Task requirements: Copy the data exactly, pictures aside.

BEGIN

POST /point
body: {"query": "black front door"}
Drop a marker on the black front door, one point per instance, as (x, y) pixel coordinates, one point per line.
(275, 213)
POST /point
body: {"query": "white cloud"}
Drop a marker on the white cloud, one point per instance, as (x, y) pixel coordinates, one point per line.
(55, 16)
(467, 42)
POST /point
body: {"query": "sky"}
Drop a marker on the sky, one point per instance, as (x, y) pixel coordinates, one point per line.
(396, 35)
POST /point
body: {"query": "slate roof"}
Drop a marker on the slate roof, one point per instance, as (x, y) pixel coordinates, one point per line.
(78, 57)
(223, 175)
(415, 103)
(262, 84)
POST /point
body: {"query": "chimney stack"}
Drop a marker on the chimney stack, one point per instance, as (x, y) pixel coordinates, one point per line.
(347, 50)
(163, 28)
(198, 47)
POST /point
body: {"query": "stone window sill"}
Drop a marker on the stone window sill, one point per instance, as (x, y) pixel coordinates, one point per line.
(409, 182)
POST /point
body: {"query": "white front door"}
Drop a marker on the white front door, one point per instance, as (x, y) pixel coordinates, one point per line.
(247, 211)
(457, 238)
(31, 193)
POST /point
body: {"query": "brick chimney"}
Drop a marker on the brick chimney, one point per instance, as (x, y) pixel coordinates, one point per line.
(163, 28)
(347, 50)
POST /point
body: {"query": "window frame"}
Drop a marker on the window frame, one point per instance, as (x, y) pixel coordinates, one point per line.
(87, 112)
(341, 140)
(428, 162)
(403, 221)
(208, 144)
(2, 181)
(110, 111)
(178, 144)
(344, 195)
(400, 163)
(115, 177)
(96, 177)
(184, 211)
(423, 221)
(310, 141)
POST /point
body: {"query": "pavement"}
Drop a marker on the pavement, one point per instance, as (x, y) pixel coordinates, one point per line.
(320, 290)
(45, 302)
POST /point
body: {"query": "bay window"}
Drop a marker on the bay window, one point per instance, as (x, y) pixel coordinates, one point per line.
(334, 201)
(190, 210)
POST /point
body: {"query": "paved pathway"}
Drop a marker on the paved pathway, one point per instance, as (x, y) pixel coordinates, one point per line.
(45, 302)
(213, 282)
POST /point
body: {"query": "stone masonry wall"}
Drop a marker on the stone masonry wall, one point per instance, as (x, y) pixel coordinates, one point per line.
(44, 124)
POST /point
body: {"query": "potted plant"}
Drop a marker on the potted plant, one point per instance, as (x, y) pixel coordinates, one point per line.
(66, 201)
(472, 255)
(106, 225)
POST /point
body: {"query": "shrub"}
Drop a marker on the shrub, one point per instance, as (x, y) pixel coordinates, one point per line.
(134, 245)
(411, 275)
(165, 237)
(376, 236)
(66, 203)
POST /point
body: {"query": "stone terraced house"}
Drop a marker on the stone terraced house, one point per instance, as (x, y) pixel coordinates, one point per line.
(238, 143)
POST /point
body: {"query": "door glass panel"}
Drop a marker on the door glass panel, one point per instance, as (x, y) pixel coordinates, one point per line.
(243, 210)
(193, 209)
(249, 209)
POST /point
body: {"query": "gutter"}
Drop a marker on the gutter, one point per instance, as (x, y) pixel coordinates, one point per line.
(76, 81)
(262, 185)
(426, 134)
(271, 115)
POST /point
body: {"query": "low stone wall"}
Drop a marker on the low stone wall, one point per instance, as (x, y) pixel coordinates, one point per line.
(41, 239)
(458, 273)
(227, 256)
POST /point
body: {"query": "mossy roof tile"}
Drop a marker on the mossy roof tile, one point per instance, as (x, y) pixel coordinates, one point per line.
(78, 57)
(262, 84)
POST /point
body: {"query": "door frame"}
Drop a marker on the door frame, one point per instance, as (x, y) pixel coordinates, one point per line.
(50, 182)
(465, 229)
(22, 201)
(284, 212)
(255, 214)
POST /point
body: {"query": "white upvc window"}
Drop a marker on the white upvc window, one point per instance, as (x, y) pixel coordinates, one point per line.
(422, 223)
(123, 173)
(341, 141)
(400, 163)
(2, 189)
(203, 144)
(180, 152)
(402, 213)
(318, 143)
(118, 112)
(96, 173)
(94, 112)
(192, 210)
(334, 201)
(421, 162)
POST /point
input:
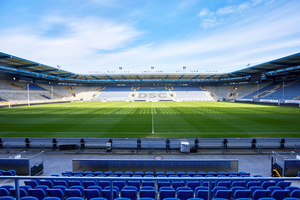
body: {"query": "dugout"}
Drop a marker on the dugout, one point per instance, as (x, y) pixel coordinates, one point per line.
(227, 165)
(285, 166)
(24, 164)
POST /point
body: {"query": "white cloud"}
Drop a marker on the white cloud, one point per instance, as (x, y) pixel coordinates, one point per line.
(210, 19)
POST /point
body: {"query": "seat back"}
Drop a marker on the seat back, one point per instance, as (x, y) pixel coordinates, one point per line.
(38, 193)
(92, 193)
(147, 193)
(257, 194)
(279, 194)
(225, 194)
(166, 194)
(185, 194)
(56, 193)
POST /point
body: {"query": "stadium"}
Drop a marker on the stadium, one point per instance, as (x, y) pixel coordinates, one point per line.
(151, 135)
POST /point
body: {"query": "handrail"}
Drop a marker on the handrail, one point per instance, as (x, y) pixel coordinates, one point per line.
(111, 179)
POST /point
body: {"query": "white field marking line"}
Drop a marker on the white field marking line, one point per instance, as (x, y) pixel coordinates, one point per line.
(152, 118)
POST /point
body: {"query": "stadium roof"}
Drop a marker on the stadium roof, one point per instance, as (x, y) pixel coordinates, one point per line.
(21, 67)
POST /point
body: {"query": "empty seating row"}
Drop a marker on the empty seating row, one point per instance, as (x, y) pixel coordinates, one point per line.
(193, 184)
(131, 192)
(8, 173)
(156, 174)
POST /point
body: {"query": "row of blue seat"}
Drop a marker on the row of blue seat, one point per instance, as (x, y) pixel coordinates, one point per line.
(156, 174)
(137, 183)
(183, 193)
(8, 173)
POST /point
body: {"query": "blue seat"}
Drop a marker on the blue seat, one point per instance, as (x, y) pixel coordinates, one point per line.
(171, 198)
(283, 184)
(292, 188)
(254, 188)
(61, 187)
(92, 193)
(106, 194)
(216, 189)
(8, 187)
(75, 198)
(113, 187)
(135, 183)
(139, 173)
(257, 194)
(31, 183)
(4, 192)
(193, 184)
(176, 184)
(129, 193)
(73, 193)
(47, 182)
(99, 198)
(6, 198)
(86, 184)
(119, 184)
(56, 193)
(38, 193)
(266, 184)
(159, 173)
(252, 183)
(266, 198)
(23, 192)
(191, 173)
(43, 187)
(146, 198)
(61, 182)
(149, 173)
(96, 187)
(166, 194)
(25, 187)
(225, 194)
(147, 188)
(163, 183)
(130, 173)
(233, 189)
(52, 198)
(81, 188)
(166, 188)
(295, 194)
(149, 193)
(75, 183)
(241, 194)
(148, 183)
(179, 174)
(29, 198)
(272, 188)
(182, 188)
(224, 183)
(170, 173)
(185, 194)
(118, 173)
(203, 194)
(103, 183)
(237, 183)
(279, 194)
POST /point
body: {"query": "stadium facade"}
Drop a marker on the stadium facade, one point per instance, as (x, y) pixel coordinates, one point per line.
(274, 81)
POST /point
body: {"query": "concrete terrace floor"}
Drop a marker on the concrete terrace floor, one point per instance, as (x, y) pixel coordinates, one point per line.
(56, 162)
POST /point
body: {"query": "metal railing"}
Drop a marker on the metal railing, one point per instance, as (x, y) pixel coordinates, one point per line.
(210, 180)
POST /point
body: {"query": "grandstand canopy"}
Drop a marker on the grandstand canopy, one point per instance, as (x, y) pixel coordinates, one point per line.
(19, 67)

END

Your response:
POST /point
body: {"query": "black front door"}
Drop a marker on the black front door, one point per instance, as (x, y) pixel coordinates, one point per line.
(275, 213)
POST /point
body: {"query": "white cloud"}
Drop a marker on the white cloud, one point per instance, as (x, y) pixel coordinates, one point per line.
(55, 16)
(467, 42)
POST /point
body: {"query": "sky"}
Drop a marker on the sky, one point per instance, as (x, y) pixel coordinates, one point per line.
(396, 35)
POST /point
body: {"query": "slate roof"}
Drop a marker on the slate roof, one point per instance, as (x, y) pixel coordinates, one point per line.
(78, 57)
(223, 175)
(415, 103)
(262, 84)
POST /point
body: {"query": "chimney stack"}
Drop a marker on the chimney stack, one point per instance, as (x, y) pixel coordinates, one point per line.
(347, 50)
(163, 28)
(198, 47)
POST /point
body: {"query": "stone window sill"}
Drop a marker on the stone window sill, one point per instance, as (x, y) pixel coordinates, one point per line.
(409, 182)
POST /point
body: {"query": "white front door"}
Drop a marker on the white front door, one point per instance, as (x, y) pixel coordinates, one point per line.
(247, 211)
(457, 238)
(31, 193)
POST /point
body: {"query": "brick chimney"}
Drop a marker on the brick chimney, one point per instance, as (x, y) pixel coordinates, one point per line.
(163, 28)
(347, 50)
POST /point
body: {"query": "window frame"}
Drop a marker on the window frame, one point per instance, as (x, y) pixel coordinates, one point per line.
(87, 112)
(341, 140)
(428, 162)
(403, 221)
(208, 144)
(2, 181)
(110, 111)
(178, 144)
(344, 195)
(400, 163)
(115, 177)
(96, 177)
(184, 211)
(423, 221)
(310, 141)
POST /point
body: {"query": "pavement"}
Drop a marker on the pavement, one point per instance, as (x, y) pixel coordinates, one point per line.
(320, 290)
(45, 302)
POST /point
body: {"query": "bay window"}
Drop a marker on the bay window, one point per instance, as (x, y) pixel coordinates, one point per line.
(334, 201)
(190, 210)
POST /point
body: {"query": "paved pathway"}
Drop a marker on the paved pathway, one point per instance, as (x, y) pixel coordinates, one point per line.
(45, 302)
(213, 282)
POST /point
body: {"query": "stone masonry wall"}
Drop a marker on the stone masonry wall, one point per instance, as (x, y) pixel coordinates, one point per line.
(44, 124)
POST /point
body: {"query": "potted plant"}
Drop a marker on the potted plant, one point per instance, as (x, y) pixel coordinates, one point per line.
(66, 201)
(472, 255)
(106, 225)
POST /point
body: {"query": "shrub"}
Drop a marker on the shrub, one point per instance, as (x, y) pixel coordinates, one point per line.
(134, 245)
(411, 275)
(165, 237)
(376, 236)
(66, 203)
POST /point
body: {"query": "stone terraced house"}
Drop a marker on the stone terraced house, one point per instance, as (x, y) pixel coordinates, one point per line.
(238, 143)
POST /point
body: {"query": "door glass panel"}
Drop a marker on the door glass panel, one point per instance, as (x, y) pixel coordinates, one point per line.
(243, 210)
(193, 209)
(249, 209)
POST /point
body: {"query": "gutter"}
Drop a marker on the gutter, one point per instance, as (x, y) pixel coordinates, one point per line.
(76, 81)
(262, 185)
(426, 134)
(271, 115)
POST /point
body: {"query": "low stone wall"}
Drop a marker on the low stone wall, one point per instance, as (x, y) pixel coordinates, one point per line.
(41, 239)
(458, 273)
(227, 256)
POST /point
body: {"query": "mossy roof tile"}
Drop a marker on the mossy roof tile, one point per instance, as (x, y) pixel coordinates, one point per line.
(78, 57)
(262, 84)
POST /point
body: {"query": "door frame"}
Drop a marker on the door frame, one point per instance, as (x, y) pixel coordinates, one point per line.
(50, 182)
(465, 229)
(22, 201)
(284, 212)
(255, 214)
POST /point
body: {"query": "white upvc window"}
Drop a marker on the white upvc window, one point per instance, as (x, y) pixel coordinates, one point per line.
(422, 223)
(123, 173)
(341, 141)
(400, 163)
(2, 189)
(203, 144)
(180, 152)
(402, 213)
(318, 143)
(118, 112)
(96, 173)
(94, 112)
(192, 210)
(334, 201)
(421, 162)
POST /point
input:
body: {"query": "dugout"}
Drop a marker on the dugout, one point per instance, as (x, y) pixel coordinates, one point per line.
(227, 165)
(285, 166)
(24, 164)
POST /point
body: {"query": "white cloud"}
Drop a marker on the white cloud, one point per instance, as (x, y) pixel coordinates, one point per line.
(210, 19)
POST /point
body: {"query": "seat back"}
Drop a marker on the seat back, one point per instance, as (x, y) pixel coordinates, one point per line.
(38, 193)
(92, 193)
(147, 193)
(257, 194)
(279, 194)
(225, 194)
(166, 194)
(185, 194)
(56, 193)
POST /point
body: {"query": "stadium"}
Drop a marker on the stadium, one point per instance, as (x, y) pixel coordinates, one point per line.
(151, 135)
POST /point
body: {"query": "handrail"}
Drop a marker on the handrail, one point per instance, as (x, y) pixel coordinates, one point per line.
(111, 179)
POST /point
body: {"query": "white field marking line"}
Drop a marker on the white field marking line, one point per instance, as (x, y) pixel coordinates, one point per line.
(152, 118)
POST /point
body: {"query": "stadium roof"}
Drop a marker on the stadium roof, one point per instance, as (x, y) pixel coordinates, one point per line.
(21, 67)
POST /point
body: {"query": "empty seating row"}
Drop a marker on the empty seating row, one point per instance, as (x, y) pixel coordinates, one point per line.
(193, 184)
(131, 192)
(8, 173)
(156, 174)
POST /point
body: {"query": "row of blue seat"}
Drop a marker on the row of blue seat, one point per instance, as (x, y) pixel coordinates, one point per line.
(156, 174)
(137, 183)
(183, 193)
(8, 173)
POST /point
body: {"query": "blue seat"}
Drop a marker on the blue seat, one point per instance, as (x, y) pixel coordinates, one point per line.
(171, 198)
(283, 184)
(292, 188)
(254, 188)
(61, 187)
(92, 193)
(106, 194)
(216, 189)
(8, 187)
(75, 198)
(113, 187)
(135, 183)
(139, 173)
(257, 194)
(31, 183)
(4, 192)
(193, 184)
(176, 184)
(129, 193)
(73, 193)
(47, 182)
(99, 198)
(6, 198)
(86, 184)
(119, 184)
(56, 193)
(38, 193)
(266, 184)
(159, 173)
(252, 183)
(266, 198)
(23, 192)
(191, 173)
(43, 187)
(146, 198)
(61, 182)
(149, 173)
(96, 187)
(166, 194)
(25, 187)
(225, 194)
(147, 188)
(163, 183)
(130, 173)
(233, 189)
(52, 198)
(81, 188)
(166, 188)
(295, 194)
(149, 193)
(75, 183)
(241, 194)
(148, 183)
(179, 174)
(29, 198)
(272, 188)
(182, 188)
(224, 183)
(170, 173)
(185, 194)
(118, 173)
(203, 194)
(103, 183)
(237, 183)
(279, 194)
POST /point
body: {"query": "stadium facade"}
Drop a marker on the stadium facade, one point per instance, as (x, y) pixel coordinates, one point per line.
(274, 81)
POST /point
body: {"query": "concrete terrace floor"}
Drop a marker on the concrete terrace floor, one point per instance, as (x, y) pixel coordinates, one point per line.
(56, 162)
POST /point
body: {"query": "metal railing"}
Drop a marker on the metal railing, one point per instance, as (x, y) pixel coordinates, one point per line.
(210, 180)
POST /point
body: {"query": "grandstand canopy"}
Drop a marker on the grandstand canopy, one point per instance, as (x, y) pixel coordinates, one point per line.
(19, 67)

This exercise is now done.